• [TASK DETAILS]
Can you lay out every line of the material below as a numbered list, skipping blank lines and leaving the pictures out?

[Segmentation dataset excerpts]
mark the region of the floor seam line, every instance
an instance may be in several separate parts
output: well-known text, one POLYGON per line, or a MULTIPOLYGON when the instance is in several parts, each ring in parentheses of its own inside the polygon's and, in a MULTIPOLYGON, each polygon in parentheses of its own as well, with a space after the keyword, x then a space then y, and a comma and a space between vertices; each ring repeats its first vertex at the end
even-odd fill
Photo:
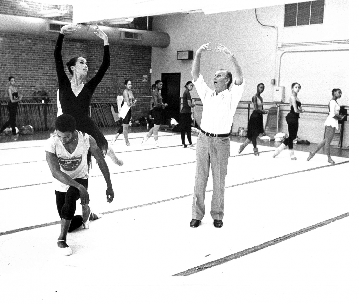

• [FULL OUTPUT]
1. mark the region of the floor seam line, every instance
2. an instance may be in several separate parts
3. output: well-known text, one POLYGON per line, or a MULTIPOLYGON when the instance is in several parts, each ring in parentheses of its own inside the polygon's and, in a MULTIPOLYGON, each polygon in parentheses of its own as well, with a space after the keyword, x then a space then y, and a comma and a space between vertices; each ring repeats its first vertex at the end
4. even-odd fill
5. Photo:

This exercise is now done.